MISE EN PRATIQUE
1 - Mettez à jour le texte sur le suicide à La Réunion, de « Depuis une vingtaine » à « précise Danon Odayen. », en remplaçant « appels » par « coups de fil ».
2 - Répondez à partir du texte sur le suicide à La Réunion :
(a) Depuis combien de temps le téléphone de l'association est-il disponible ?
(b) Combien d'appels peut-il recevoir au maximum en une journée ?
(c) Combien de tentatives de suicide par jour la présidente évoque-t-elle ?
3 - Poursuivez le texte sur le suicide à La Réunion à partir de l'endroit où il s'arrête.

[TEXTE À LIRE]

À La Réunion, un suicide survient tous les 3-4 jours. Un chiffre élevé et qui, malheureusement, ne diminue pas. Pour Danon Odrayen, présidente de l’association Prévention Suicide le sujet est loin d’être une “priorité nationale”.
Depuis une vingtaine d’années, le téléphone de Prévetion Suicide (0262 35 69 38) est disponible 7 jours sur 7 et 24 heures sur 24, à La Réunion. Il ne sonne pas tous les jours au même rythme et peut recevoir jusqu’à 10 appels en une journée. “On a repéré un suicide tous les 3-4 jours à La Réunion. En général, on a entre 100 et 120 suicides par an. L’année dernière, on était autour d’une centaine de suicides. C’est beaucoup pour une petite île comme la Réunion et ses 8600000 habitants”, précise Danon Odayen.
La présidente de l’association alerte sur le nombre de tentatives, ”jusqu’à 30 par jour à La Réunion”. “Cela ne veut pas dire que trente personnes terminent à l’hôpital. Il y a aussi les récidivistes qui sont comptés”, souligne-t-elle. La Réunion est une zone rouge sur cette problématique.

[/TEXTE À LIRE]
[INFORMATIONS]

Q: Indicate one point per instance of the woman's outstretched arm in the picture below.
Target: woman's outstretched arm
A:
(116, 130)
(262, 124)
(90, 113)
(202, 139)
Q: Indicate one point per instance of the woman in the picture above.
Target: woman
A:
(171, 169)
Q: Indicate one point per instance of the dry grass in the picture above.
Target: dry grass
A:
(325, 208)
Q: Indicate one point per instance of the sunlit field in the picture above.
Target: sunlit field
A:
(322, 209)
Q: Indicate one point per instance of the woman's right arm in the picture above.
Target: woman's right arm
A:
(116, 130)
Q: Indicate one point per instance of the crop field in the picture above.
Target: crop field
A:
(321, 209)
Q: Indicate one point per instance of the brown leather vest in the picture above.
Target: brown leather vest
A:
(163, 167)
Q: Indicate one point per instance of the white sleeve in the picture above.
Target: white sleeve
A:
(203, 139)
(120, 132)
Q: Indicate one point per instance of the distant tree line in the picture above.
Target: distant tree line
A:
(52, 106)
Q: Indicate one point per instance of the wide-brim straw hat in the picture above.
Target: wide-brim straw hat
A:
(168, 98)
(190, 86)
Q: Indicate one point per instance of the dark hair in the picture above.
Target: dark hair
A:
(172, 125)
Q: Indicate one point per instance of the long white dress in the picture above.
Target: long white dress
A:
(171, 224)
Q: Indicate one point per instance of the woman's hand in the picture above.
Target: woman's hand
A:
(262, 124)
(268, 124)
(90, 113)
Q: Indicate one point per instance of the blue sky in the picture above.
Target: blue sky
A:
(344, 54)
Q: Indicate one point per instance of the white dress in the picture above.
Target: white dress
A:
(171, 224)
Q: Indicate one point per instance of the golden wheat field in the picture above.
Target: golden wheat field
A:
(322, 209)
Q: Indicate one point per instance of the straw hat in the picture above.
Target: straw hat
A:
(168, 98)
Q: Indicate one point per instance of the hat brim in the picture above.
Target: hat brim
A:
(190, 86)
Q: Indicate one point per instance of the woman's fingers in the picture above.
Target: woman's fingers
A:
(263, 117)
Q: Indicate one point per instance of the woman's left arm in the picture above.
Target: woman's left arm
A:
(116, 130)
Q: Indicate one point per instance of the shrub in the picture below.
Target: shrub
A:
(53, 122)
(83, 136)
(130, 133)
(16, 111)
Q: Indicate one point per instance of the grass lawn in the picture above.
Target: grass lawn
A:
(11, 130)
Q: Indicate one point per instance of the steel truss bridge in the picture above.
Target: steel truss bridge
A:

[/INFORMATIONS]

RÉPONSES PAR POINT
1 -
Depuis une vingtaine d’années, le téléphone de Prévetion Suicide (0262 35 69 38) est disponible 7 jours sur 7 et 24 heures sur 24, à La Réunion. Il ne sonne pas tous les jours au même rythme et peut recevoir jusqu’à 10 coups de fil en une journée. “On a repéré un suicide tous les 3-4 jours à La Réunion. En général, on a entre 100 et 120 suicides par an. L’année dernière, on était autour d’une centaine de suicides. C’est beaucoup pour une petite île comme la Réunion et ses 8600000 habitants”, précise Danon Odayen.

2 -
(a) Depuis une vingtaine d'années.
(b) Jusqu'à 10 appels.
(c) Jusqu'à 30 par jour.

3 -
Comment expliquer ces chiffres ? Pour la présidente à la tête de l’association depuis 20 ans, ce sont souvent de lourds secrets enfouis qui ne sont jamais évacués. “Il faut avoir la possibilité d’exprimer le mal être ou les choses vécues. Je pense notamment aux violences qu’on a pu connaître dans un cercle familial. Il y a des violences intrafamiliales. Si on arrive à en parler, on va mieux, précise Danon Odayen. Dans ces violences-là, il y a les abus sexuels, les violences d’identité, les violences par rapport aux tensions familiales. Il y a plusieurs formes de violences. Mais on a remarqué, qu’à La Ruénion, il y a beaucoup de violences sexuelles. C’est un sujet très tabou”.
Prévention suicide estime que 20 % des suicides à La Réunion sont liés à des maladies mentales. Là aussi, notre île est dépourvue de moyens. L’attente pour un rendez-vous chez un psychiatre est de 3 à 6 mois. Selon l’association, il manquerait une structure intermédiaire. “Au niveau de la prévention, si quelqu’un ne va pas bien. Il aimerait en parler sans aller à l’hôpital. Cette structure n’existe pas. Il n’y a rien entre nous et l’hôpital pour une prise en charge sociale et médicale”.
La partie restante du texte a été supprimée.